Segmentation mask data:
Segment Open

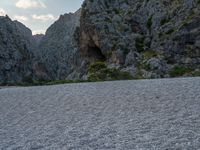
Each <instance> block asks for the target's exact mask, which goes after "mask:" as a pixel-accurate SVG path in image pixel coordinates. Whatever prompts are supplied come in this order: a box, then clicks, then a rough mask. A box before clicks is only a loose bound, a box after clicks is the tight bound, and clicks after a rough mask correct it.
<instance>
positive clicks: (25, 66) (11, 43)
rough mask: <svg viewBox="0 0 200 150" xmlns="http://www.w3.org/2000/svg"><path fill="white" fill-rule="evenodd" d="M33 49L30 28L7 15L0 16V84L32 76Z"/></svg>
mask: <svg viewBox="0 0 200 150" xmlns="http://www.w3.org/2000/svg"><path fill="white" fill-rule="evenodd" d="M33 49H34V43H33V40H32V33H31V30H29V29H28V28H27V27H25V26H24V25H23V24H21V23H20V22H17V21H12V20H11V19H10V18H9V17H8V16H5V17H0V84H2V83H8V82H9V83H15V82H21V81H25V80H29V79H31V78H32V69H31V59H32V57H33V54H32V51H33Z"/></svg>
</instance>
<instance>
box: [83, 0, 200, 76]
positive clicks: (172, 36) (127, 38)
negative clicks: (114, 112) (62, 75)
mask: <svg viewBox="0 0 200 150" xmlns="http://www.w3.org/2000/svg"><path fill="white" fill-rule="evenodd" d="M199 15H200V3H199V1H198V0H183V1H180V0H170V1H166V0H159V1H158V0H150V1H149V0H134V1H133V0H85V1H84V4H83V7H82V15H81V27H80V29H81V30H80V35H81V42H80V48H81V52H82V54H83V55H84V56H85V57H87V58H88V59H89V61H90V62H94V61H104V60H106V62H107V63H108V64H109V65H110V66H111V67H118V68H121V69H122V70H126V71H129V72H130V73H131V74H132V75H133V76H141V77H145V78H159V77H169V76H170V72H171V71H172V70H173V69H174V68H175V67H177V66H179V67H180V66H181V67H182V66H184V67H187V68H190V69H191V70H193V71H195V70H196V69H199V64H200V45H199V43H200V17H199Z"/></svg>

Segment Closed

# [WORK TO COMPLETE]
Exclude the pictures and give back the rest of the data above exactly as written.

# [ANSWER BOX]
Each <instance> block asks for the target's exact mask, which goes after "mask:" as a pixel-accurate SVG path in image pixel coordinates. Whatever prompts are supplied come in this order: a box, then clicks, then a rough mask. A box before clicks is only a loose bound, a box after clicks is the tight bound, and clicks after a rough mask correct it.
<instance>
positive clicks: (25, 66) (11, 43)
rough mask: <svg viewBox="0 0 200 150" xmlns="http://www.w3.org/2000/svg"><path fill="white" fill-rule="evenodd" d="M33 49L30 28L7 15L0 16V84L32 76Z"/></svg>
mask: <svg viewBox="0 0 200 150" xmlns="http://www.w3.org/2000/svg"><path fill="white" fill-rule="evenodd" d="M33 49H34V43H33V40H32V33H31V30H29V29H28V28H27V27H25V26H24V25H23V24H21V23H20V22H17V21H12V20H11V19H10V18H9V17H8V16H5V17H0V84H2V83H8V82H9V83H15V82H21V81H25V80H29V79H31V78H32V69H31V59H32V57H33V54H32V51H33Z"/></svg>
</instance>
<instance>
box: [83, 0, 200, 76]
positive clicks: (172, 36) (127, 38)
negative clicks: (114, 112) (62, 75)
mask: <svg viewBox="0 0 200 150" xmlns="http://www.w3.org/2000/svg"><path fill="white" fill-rule="evenodd" d="M199 15H200V3H199V1H198V0H183V1H180V0H170V1H166V0H159V1H158V0H150V1H149V0H134V1H133V0H85V1H84V4H83V7H82V15H81V27H80V29H81V30H80V35H81V42H80V48H81V52H82V54H83V55H84V56H85V57H87V58H88V59H89V61H90V62H94V61H104V60H106V62H107V63H108V64H109V65H110V66H111V67H118V68H121V69H122V70H126V71H129V72H130V73H131V74H132V75H133V76H141V77H145V78H159V77H169V76H170V72H171V71H172V70H173V69H174V68H175V67H177V66H179V67H180V66H181V67H182V66H184V67H187V68H190V69H191V70H193V71H195V70H196V69H199V64H200V45H199V43H200V17H199Z"/></svg>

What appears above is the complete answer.